_TAREAS DEL EJERCICIO_
[1] Reproduce sin cambios, del texto sobre la llegada afromestiza a Acapulco, todo lo que va desde "Aunque el cronista" hasta "la población criolla.".
[2] Según el texto sobre la llegada afromestiza a Acapulco, ¿en qué año se terminó la carretera México-Acapulco?

_SECCIÓN DEL DOCUMENTO_
En el principio la Costa Chica, lo afromestizo, entró a Acapulco antes de que hubiera la carretera costera, por La Venta, donde se asentó una primera colonia, me refiere en una entrevista para este trabajo el sociólogo Armando Escobar. Fue La Venta un cruce comercial de productos de diferentes regiones, que se refieren como ente comercial activo a principios del siglo pasado, y en incidentes históricos como el crimen, uno de los tantos, de Juan R. Escudero, referidos en el libro de Renato Ravelo Lecuona.
Otra segunda ola debió ser a partir de la terminación de la carretera México-Acapulco, en 1937, aunque muy poco, hasta que detonó el turismo en la era alemanista.
Aunque el cronista Anituy Rebolledo refiere en entrevista llegada más directas de negros en la época virreinal, como la comunidad asentada en Icacos, y el propio barrio que otra comunidad creó en Acapulco, precisamente el barrio de La Guinea, nombre retomada de sus orígenes africanos, asentados en el cerro, alejados de la población criolla.

_MATERIAL PROPORCIONADO_

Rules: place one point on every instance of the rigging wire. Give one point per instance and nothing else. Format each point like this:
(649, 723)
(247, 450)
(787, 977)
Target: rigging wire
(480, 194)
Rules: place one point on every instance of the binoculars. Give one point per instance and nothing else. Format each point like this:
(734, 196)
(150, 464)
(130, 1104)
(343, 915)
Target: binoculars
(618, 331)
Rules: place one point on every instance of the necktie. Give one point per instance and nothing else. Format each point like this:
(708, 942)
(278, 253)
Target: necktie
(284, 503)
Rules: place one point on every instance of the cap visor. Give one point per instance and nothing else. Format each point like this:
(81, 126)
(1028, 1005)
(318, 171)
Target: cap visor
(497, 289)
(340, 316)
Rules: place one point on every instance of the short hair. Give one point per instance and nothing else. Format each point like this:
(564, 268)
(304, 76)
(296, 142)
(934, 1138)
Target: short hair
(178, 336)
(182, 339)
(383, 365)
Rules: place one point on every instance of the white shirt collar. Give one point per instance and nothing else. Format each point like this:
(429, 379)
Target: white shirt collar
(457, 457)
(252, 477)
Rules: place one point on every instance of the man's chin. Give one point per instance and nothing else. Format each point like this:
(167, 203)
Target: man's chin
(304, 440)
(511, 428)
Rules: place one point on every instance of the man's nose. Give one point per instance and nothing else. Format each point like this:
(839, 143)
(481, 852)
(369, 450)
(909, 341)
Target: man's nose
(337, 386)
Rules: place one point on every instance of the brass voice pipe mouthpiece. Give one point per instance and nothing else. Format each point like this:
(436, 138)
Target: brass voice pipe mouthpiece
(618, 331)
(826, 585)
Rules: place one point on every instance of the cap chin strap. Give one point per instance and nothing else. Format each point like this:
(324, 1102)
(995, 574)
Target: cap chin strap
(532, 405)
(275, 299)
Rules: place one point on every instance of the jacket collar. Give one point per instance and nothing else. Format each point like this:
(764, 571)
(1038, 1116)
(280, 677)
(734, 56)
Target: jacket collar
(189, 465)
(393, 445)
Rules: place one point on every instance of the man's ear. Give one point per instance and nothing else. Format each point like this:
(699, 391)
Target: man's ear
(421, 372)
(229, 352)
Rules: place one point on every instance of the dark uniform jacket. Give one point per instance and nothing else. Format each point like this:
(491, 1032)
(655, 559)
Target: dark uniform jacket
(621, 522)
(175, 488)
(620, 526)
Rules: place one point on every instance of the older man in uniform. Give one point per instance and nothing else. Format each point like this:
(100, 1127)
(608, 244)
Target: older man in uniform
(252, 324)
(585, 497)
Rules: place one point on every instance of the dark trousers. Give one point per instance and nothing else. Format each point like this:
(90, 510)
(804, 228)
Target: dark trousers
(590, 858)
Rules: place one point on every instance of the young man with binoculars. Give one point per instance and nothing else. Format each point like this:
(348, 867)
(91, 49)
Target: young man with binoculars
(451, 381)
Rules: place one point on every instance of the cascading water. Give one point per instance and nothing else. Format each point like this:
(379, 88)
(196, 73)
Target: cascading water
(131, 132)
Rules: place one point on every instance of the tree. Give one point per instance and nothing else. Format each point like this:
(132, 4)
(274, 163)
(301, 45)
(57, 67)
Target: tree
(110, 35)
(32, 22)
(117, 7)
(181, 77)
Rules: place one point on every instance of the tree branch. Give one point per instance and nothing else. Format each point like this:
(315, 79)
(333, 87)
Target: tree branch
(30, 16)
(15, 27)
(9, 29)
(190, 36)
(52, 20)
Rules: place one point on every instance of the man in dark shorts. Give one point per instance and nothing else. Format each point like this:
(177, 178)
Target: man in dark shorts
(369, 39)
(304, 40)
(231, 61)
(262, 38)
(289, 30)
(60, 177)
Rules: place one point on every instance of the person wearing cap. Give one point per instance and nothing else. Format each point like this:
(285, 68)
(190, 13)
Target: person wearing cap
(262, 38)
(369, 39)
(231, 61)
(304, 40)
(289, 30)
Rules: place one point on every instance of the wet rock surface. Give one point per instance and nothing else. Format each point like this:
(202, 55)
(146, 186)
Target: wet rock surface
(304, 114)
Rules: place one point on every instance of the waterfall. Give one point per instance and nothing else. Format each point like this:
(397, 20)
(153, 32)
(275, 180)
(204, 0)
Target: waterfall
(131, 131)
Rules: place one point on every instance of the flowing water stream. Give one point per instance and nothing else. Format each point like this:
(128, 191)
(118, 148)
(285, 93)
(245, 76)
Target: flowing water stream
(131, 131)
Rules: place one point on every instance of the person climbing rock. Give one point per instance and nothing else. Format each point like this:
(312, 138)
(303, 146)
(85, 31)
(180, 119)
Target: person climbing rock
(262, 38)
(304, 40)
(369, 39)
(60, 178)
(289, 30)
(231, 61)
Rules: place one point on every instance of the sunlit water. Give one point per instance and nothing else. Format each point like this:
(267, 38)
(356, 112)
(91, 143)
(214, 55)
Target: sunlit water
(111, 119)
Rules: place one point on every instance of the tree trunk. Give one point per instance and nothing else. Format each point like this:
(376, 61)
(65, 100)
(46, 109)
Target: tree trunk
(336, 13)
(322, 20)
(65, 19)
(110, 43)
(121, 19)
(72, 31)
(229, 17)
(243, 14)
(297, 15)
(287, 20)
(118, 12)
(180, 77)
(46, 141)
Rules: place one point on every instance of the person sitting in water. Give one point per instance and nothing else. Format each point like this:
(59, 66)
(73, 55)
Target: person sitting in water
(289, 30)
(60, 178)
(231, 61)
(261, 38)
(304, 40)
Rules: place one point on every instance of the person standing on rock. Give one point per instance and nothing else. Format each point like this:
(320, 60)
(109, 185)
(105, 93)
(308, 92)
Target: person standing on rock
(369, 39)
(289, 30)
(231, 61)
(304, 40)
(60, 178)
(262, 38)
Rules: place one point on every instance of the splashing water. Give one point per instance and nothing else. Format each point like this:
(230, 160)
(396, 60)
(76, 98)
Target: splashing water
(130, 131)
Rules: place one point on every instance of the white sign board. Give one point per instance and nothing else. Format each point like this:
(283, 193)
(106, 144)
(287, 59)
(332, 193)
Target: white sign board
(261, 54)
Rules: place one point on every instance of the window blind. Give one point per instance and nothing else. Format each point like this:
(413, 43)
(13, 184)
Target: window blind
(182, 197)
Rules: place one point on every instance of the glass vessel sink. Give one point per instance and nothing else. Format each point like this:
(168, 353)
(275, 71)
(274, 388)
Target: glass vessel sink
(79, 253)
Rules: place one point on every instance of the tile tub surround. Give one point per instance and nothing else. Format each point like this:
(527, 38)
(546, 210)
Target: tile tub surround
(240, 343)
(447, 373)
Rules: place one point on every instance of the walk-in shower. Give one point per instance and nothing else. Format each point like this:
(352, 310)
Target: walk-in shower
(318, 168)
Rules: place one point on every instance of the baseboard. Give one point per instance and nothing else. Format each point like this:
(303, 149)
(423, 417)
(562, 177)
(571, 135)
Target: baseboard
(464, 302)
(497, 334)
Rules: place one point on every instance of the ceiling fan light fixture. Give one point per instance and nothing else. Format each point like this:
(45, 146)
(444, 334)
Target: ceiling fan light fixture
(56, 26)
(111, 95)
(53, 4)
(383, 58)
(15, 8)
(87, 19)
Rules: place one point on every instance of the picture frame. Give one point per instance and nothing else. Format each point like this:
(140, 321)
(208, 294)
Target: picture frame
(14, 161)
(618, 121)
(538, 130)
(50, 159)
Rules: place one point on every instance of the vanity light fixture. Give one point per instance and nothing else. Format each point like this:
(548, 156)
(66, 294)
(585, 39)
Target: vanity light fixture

_RESULTADOS POR TAREA_
[1]
Aunque el cronista Anituy Rebolledo refiere en entrevista llegada más directas de negros en la época virreinal, como la comunidad asentada en Icacos, y el propio barrio que otra comunidad creó en Acapulco, precisamente el barrio de La Guinea, nombre retomada de sus orígenes africanos, asentados en el cerro, alejados de la población criolla.

[2] En 1937.